Source excerpt
──────────────────────────────

The most common measure of inequality is called the Gini coefficient. A reading of zero depicts perfect equality (every person earns exactly the same annual income), while a reading of 100 means there is perfect inequality (the entire national income is earned by one individual).
Egalitarian countries such as Sweden have a Gini coefficient between 25 and 30. Most countries have values of around 40. India is broadly around this mark. Countries in Africa and Latin America with great inequality have a Gini coefficient of over 50.
Inequality within nations has been on the rise in recent decades, but not even the most unequal country compares with the world as a whole. The global Gini coefficient is around 70.
The main reason why global inequality is so much worse than national inequality is the huge income difference between the developed and developing countries. So whether you are poor or not depends less on your abilities than on which country you work in.
The roots of such mind-boggling global inequality can be traced back to when the West pulled ahead of the rest a couple of centuries ago. For example, average incomes in Western Europe and the US were around twice those in India and China in 1820. The gap has since widened, with an average Indian earning only around one-tenth of an average American today, in constant dollars adjusted for purchasing power.
Now the good news: The world could be in the early stages of a revolutionary shift in global inequality, even as evidence mounts that inequality within nations is growing. New research by Branko Milanovic, lead economist at the World Bank research group, shows that global inequality could have begun dropping after 2008.

──────────────────────────────

Dataset extract

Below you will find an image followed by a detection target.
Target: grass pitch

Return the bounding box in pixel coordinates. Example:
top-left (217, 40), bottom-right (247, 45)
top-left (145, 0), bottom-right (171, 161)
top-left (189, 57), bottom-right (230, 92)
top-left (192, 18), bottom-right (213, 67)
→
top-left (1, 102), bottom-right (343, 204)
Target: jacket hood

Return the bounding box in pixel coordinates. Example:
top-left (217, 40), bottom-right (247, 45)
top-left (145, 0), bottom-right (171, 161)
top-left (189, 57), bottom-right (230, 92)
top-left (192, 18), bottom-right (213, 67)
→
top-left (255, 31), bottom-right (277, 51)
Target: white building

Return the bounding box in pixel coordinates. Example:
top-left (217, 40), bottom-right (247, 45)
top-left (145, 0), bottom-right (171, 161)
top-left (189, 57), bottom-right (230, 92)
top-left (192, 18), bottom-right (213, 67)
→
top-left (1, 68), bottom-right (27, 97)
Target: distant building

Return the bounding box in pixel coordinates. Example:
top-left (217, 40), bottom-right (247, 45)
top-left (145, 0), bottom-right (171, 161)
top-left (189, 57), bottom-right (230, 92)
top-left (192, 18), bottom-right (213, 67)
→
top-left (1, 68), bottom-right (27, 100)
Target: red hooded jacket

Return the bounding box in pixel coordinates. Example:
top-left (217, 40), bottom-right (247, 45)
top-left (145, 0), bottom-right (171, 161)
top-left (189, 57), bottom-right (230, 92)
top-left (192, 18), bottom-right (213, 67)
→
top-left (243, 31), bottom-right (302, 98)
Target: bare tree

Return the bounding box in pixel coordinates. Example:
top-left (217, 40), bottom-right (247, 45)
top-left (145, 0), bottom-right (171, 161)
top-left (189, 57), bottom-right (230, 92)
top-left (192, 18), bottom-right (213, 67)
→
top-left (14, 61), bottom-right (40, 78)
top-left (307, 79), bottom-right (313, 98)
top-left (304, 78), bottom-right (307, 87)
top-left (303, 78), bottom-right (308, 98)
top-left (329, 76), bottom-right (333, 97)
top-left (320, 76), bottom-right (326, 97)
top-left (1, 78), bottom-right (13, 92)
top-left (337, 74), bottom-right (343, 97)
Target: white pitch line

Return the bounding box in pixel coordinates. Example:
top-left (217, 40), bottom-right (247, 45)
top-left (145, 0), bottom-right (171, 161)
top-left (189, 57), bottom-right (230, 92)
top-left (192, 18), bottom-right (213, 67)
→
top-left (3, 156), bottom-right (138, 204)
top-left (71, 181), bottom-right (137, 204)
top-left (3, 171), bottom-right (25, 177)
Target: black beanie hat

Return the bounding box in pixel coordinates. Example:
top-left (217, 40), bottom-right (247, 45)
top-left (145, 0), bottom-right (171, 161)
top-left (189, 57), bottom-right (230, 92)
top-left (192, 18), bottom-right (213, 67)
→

──────────────────────────────

Task set
**a.** Using the excerpt on the Gini coefficient, decide whether each statement agrees with it: (i) Sweden has a Gini coefficient above 30; (ii) the global Gini coefficient is around 70; (iii) in 1820, average incomes in Western Europe and the US were about ten times those in India and China. For each, answer yes or no and quote the words of the excerpt that decide it.
**b.** Reproduce word for word the part of the excerpt on the Gini coefficient between "The most common" and "of over 50.", inclusive.

Responses to the exercise
**a.**
(i) No: "Egalitarian countries such as Sweden have a Gini coefficient between 25 and 30."
(ii) Yes: "The global Gini coefficient is around 70."
(iii) No: "average incomes in Western Europe and the US were around twice those in India and China in 1820."

**b.**
The most common measure of inequality is called the Gini coefficient. A reading of zero depicts perfect equality (every person earns exactly the same annual income), while a reading of 100 means there is perfect inequality (the entire national income is earned by one individual).
Egalitarian countries such as Sweden have a Gini coefficient between 25 and 30. Most countries have values of around 40. India is broadly around this mark. Countries in Africa and Latin America with great inequality have a Gini coefficient of over 50.